BEGIN Supplied information
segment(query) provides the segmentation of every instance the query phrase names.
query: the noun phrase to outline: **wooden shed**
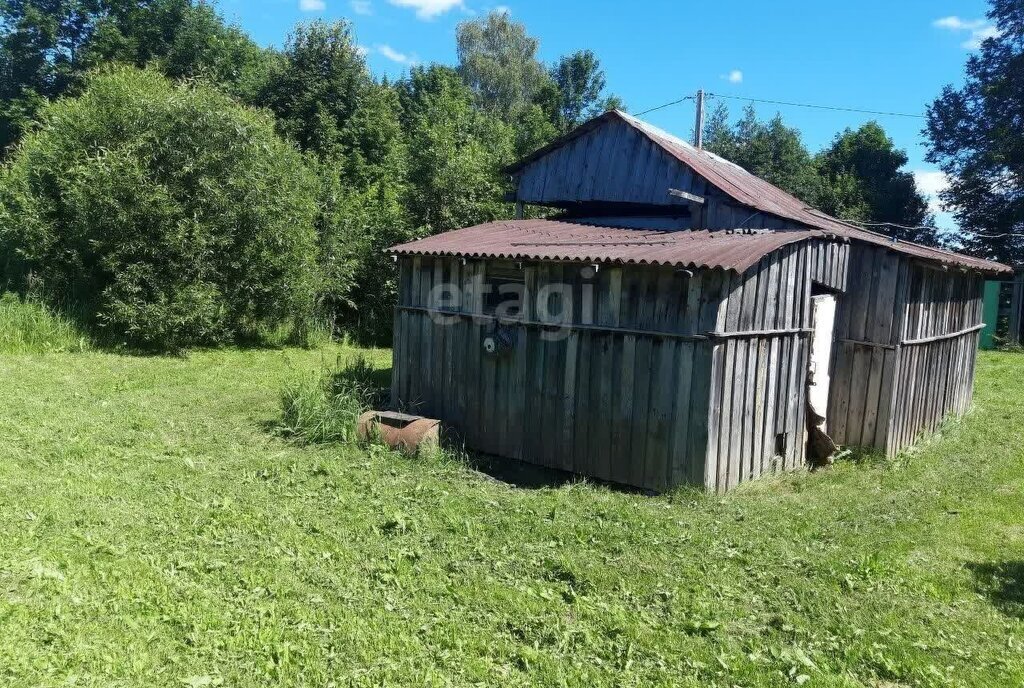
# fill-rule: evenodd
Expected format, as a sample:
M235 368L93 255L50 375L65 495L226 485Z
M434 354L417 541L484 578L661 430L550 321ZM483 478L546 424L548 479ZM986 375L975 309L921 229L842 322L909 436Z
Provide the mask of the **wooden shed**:
M510 168L550 219L391 251L392 402L487 454L654 490L889 454L971 400L986 275L621 112Z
END Supplied information
What to do
Put every line of the records above into a Markdown table with the columns No. and Text, numbering the rows and skipping blank lines. Leave the pictures out.

Result of the task
| No. | Text |
|---|---|
| 1 | segment(query) provides the segmentation of every instance the query phrase names. |
| 2 | query: the noun phrase to outline: **wooden shed** |
| 3 | # fill-rule: evenodd |
| 4 | Expected format, as a sample: |
| 5 | M235 368L93 255L50 375L65 495L226 485Z |
| 6 | M434 354L417 541L484 578L661 430L550 321ZM483 478L546 424L548 479ZM986 375L975 309L921 229L842 322L909 436Z |
| 7 | Provide the mask of the **wooden shed**: |
| 8 | M510 168L550 219L391 251L392 402L487 454L654 490L889 454L971 400L986 275L621 112Z |